## DIRECTIONS
1. Return the passage of the driver.py refactoring thread starting at "Can we only" and ending at "out of python)", copied word for word.
2. Extend the driver.py refactoring thread onward from the point where it stops.

## SELECTED TEXT

Refactor the C code template in `third_party/nvidia/backend/driver.py` #4722

sfzhu93 · 2024-09-13T00:17:07Z

Refactor the C code template in driver.py

Previously, in the third_party/nvidia/backend/driver.py, there was a long format string to define a C source code. In this commit, I moved the long format string in Python code into a separate C file, and use macros on the driver.py side to fill in the missing part in the C code.

This improves readability and makes it easy for future extension to the driver.py.

I am not making a trivial change, such as fixing a typo in a comment.
I have written a PR description following these
rules.
I have run pre-commit run --from-ref origin/main --to-ref HEAD.
This PR does not need a test because this PR doesn't introduce any new features or bug fixing.
I have not added any lit tests.

minjang

LGTM

ThomasRaoux · 2024-09-19T15:42:56Z

third_party/nvidia/backend/driver.py

+    def gen_c_def_macro(macro_name, macro_value):
+        return f"#define {macro_name} {macro_value}\n"
+
+    # macros to define:
+    """
+    #define EXTRA_INNER_LAUNCH_PARAM_DECLS
+    #define INNER_LAUNCH_CUDA_CHECK_ARGS
+    #define LAUNCH_PY_ARGS
+    #define PY_ARG_FORMAT_STR
+    #define EXTRA_LAUNCH_PARSE_PY_ARGS
+    #define DEVICE_PTR_INFO_VARS
+    #define TMA_DESC_VARS
+    #define EXTRA_INNER_LAUNCH_CALL_ARGS
+    """
+    macro_defs = gen_c_def_macro("EXTRA_INNER_LAUNCH_PARAM_DECLS", ", " + arg_decls if arg_decls else "")
+    macro_defs += gen_c_def_macro("INNER_LAUNCH_CUDA_CHECK_ARGS", ', '.join(f"&arg{i}" for i in params))
+    macro_defs += gen_c_def_macro("LAUNCH_PY_ARGS",
+                                  ';'.join([f"{_extracted_type(ty)} _arg{i}" for i, ty in signature.items()]))
+    macro_defs += gen_c_def_macro("PY_ARG_FORMAT_STR", f'"{format}"')
+    macro_defs += gen_c_def_macro("EXTRA_LAUNCH_PARSE_PY_ARGS", ", " + args_list if args_list else "")
+    device_ptr_info_var_list = []
+    tma_desc_var_list = []
+    for i, ty in signature.items():
+        if ty[0] == "*":
+            device_ptr_info_var_list.append(
+                f"DevicePtrInfo ptr_info{i} = getPointer(_arg{i}, {i}); if (!ptr_info{i}.valid) return NULL;")
+        elif ty == "nvTmaDesc":
+            tma_desc_var_list.append(f"CUtensorMap* tma_ptr{i} = getTmaDesc(_arg{i}); if (!tma_ptr{i}) return NULL;")
+
+    macro_defs += gen_c_def_macro("DEVICE_PTR_INFO_VARS", "  \\\n".join(device_ptr_info_var_list))
+    macro_defs += gen_c_def_macro("TMA_DESC_VARS", "  \\\n".join(tma_desc_var_list))
+    extra_inner_launch_call_args = ', '.join(internal_args_list)
+    macro_defs += gen_c_def_macro("EXTRA_INNER_LAUNCH_CALL_ARGS",
+                                  ', ' + extra_inner_launch_call_args if extra_inner_launch_call_args else "")
+    src = macro_defs + Path(os.path.join(dirname, "cuda_launcher.c")).read_text()


personally I find this harder to read/modify than the previous version.
Can we only move the functions that don't need patching in a separate file and keep the rest in a template kind of way (and maybe break up functions if it helps moving more code out of python)

## DATA
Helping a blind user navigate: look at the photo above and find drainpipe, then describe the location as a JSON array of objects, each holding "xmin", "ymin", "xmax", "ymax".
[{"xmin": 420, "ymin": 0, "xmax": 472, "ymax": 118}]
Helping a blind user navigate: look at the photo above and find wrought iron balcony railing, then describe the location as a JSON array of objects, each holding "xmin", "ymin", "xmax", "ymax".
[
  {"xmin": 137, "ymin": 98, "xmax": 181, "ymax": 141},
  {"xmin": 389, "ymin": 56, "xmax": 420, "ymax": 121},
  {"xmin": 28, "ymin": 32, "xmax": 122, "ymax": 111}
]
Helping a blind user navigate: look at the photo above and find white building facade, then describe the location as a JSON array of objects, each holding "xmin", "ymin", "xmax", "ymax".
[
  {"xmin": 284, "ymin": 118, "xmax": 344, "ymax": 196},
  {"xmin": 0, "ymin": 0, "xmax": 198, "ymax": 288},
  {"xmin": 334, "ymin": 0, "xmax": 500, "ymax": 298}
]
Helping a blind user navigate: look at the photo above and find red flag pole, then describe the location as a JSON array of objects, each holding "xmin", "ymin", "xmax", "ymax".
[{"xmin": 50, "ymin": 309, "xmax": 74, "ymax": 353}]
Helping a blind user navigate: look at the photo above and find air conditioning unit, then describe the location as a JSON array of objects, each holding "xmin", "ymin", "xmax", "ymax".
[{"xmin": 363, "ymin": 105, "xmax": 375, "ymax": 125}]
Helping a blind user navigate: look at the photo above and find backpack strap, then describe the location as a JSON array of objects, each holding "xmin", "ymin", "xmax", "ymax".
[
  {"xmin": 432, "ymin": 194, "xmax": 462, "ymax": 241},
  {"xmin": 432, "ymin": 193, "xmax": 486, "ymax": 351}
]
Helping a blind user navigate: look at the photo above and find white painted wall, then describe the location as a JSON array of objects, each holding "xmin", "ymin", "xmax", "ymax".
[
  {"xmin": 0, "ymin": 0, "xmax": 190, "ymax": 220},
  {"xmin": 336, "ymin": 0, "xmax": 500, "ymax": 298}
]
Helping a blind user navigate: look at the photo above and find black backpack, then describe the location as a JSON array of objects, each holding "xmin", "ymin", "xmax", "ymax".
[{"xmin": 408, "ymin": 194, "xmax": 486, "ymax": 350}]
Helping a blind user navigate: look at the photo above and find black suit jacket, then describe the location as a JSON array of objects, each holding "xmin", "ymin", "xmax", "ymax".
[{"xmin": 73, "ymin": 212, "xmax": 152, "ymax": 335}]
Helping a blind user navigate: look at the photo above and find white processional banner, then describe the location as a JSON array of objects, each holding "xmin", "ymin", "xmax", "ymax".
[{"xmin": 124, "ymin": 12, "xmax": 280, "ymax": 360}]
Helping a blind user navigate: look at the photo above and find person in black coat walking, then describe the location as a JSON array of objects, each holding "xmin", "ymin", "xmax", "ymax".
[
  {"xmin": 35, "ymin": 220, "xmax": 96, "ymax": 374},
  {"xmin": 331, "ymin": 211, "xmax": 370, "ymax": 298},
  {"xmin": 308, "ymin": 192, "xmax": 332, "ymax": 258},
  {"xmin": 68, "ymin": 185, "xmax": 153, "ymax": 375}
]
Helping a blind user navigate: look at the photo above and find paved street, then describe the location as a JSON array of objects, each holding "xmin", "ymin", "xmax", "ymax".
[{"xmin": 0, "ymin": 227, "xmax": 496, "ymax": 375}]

## EXPECTED RESPONSES
1.
Can we only move the functions that don't need patching in a separate file and keep the rest in a template kind of way (and maybe break up functions if it helps moving more code out of python)

2.
gflegar · 2024-09-19T18:30:15Z

Fly-by comment here, since this seems quite related to what we did about the launcher internally at Google:

I don't think we need python string interpolation at all, and we could completely precompile a generic version of the launcher. @ThomasRaoux would this be something interesting for you? If so, I could work on that (or if @sfzhu93 wants to take that on, I'm super happy to have that support!). I wanted to try upstreaming this, but didn't get to it yet. The best I have right now is this patch I can share (don't have a machine with command line git at the moment to make a proper PR out of it 😅): https://gist.github.com/gflegar/6fea5e50023a69e17c64e73eb0037cab. It should hopefully git apply -p2 launcher.patch on top of commit 174e780. The caveats are that:

I don't have the CMake files for this figured out yet.
I didn't get around to porting over the latest TMA stuff from [nvidia] Support passing TMA descriptors by-value #4498

(Sorry for not making this more polished, lots of stuff going on right now, I can definitely polish it more in a few weeks time, but just wanted to bring this option up since stuff seems to be moving on this.)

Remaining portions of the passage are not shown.